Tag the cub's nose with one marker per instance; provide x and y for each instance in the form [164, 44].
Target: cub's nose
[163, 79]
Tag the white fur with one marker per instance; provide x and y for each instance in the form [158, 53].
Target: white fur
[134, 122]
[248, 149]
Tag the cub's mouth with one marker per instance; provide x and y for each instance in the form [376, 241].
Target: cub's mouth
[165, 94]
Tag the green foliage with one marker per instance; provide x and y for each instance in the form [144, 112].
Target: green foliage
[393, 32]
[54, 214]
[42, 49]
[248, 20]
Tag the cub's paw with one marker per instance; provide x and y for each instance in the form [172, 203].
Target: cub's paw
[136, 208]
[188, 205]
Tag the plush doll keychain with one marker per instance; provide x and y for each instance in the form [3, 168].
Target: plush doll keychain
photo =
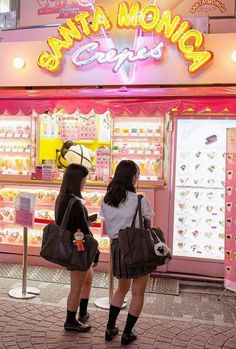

----------

TASK DESCRIPTION - Write out every line of the entries above exactly, and omit their pictures.

ANSWER FOR THIS EXERCISE -
Tag the cub's nose with one marker per instance; provide x and y for each instance in the form [164, 44].
Target: cub's nose
[163, 79]
Tag the white fur with one marker per instance; provide x and y for each instance in the form [158, 53].
Target: white fur
[134, 122]
[248, 149]
Tag the cub's mouth with one marker per instance; provide x and y for each instance in the form [376, 241].
Target: cub's mouth
[165, 94]
Tag the green foliage with one marker per instance; provide x and y for each instance in the form [144, 112].
Target: green foliage
[393, 32]
[54, 214]
[42, 49]
[248, 20]
Tag the cub's paw with one marker per instance; provide x and y for each instance in the form [172, 203].
Target: cub's paw
[136, 208]
[188, 205]
Tag the plush doll keychain with one marker per instance; provide x and y for each instance in the form [3, 168].
Target: plush doll keychain
photo =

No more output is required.